======== Makale ========

SÜKÛN

(السكون)

Arap dilinde ve tecvidde bir terim.

Sözlükte “dinmek, durmak; kımıldamamak; ruhî rahatlık, huzur, sakinlik” gibi anlamlara gelen sükûn Arap gramerinde ve tecvid ilminde bir harfin harekesizlik halini ifade eder; sükûn halindeki harfe sâkin denir. Sâkin harfin üzerine okumada kolaylık sağlamak için cezm denilen küçük yuvarlak bir işaret (ْ) konur. İbnü’l-Cezerî sâkini “lâzım” ve “ârız” şeklinde ikiye ayırmış, bunları da “müdgam” ve “gayr-i müdgam” olarak iki kısımda incelemiştir (en-Neşr, I, 314).

========

Yapılacak İş
Makaledeki şu cümleyi İngilizceye çevirin: “Sâkin harfin üzerine okumada kolaylık sağlamak için cezm denilen küçük yuvarlak bir işaret (ْ) konur.”

======== Veriler ========

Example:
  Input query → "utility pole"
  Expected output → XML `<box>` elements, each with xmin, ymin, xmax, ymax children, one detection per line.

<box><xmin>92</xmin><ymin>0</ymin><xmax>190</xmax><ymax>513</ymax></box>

========
======== Veriler ========

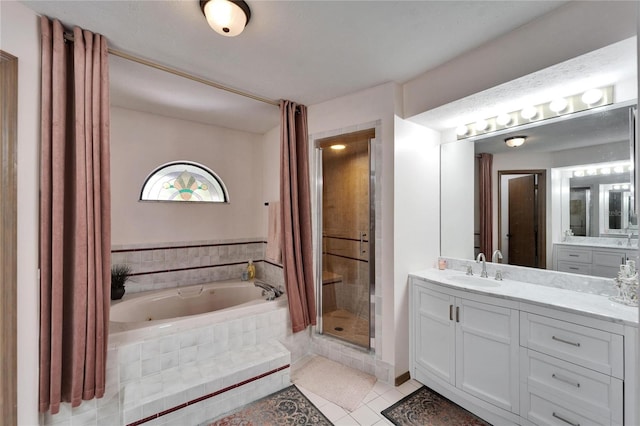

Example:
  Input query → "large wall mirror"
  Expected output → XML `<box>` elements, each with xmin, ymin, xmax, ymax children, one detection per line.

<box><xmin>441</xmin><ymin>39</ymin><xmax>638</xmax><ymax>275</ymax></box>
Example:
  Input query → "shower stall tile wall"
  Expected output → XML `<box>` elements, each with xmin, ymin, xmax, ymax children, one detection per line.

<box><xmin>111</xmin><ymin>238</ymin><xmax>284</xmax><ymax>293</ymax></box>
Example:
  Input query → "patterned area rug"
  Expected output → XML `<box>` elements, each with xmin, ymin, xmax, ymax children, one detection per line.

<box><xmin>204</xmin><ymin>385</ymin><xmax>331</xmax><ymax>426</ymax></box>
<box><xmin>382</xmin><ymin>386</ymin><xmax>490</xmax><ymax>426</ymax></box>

========

Yanıt
A small round mark (ْ) called cezm is placed over a sâkin letter to make reading easier.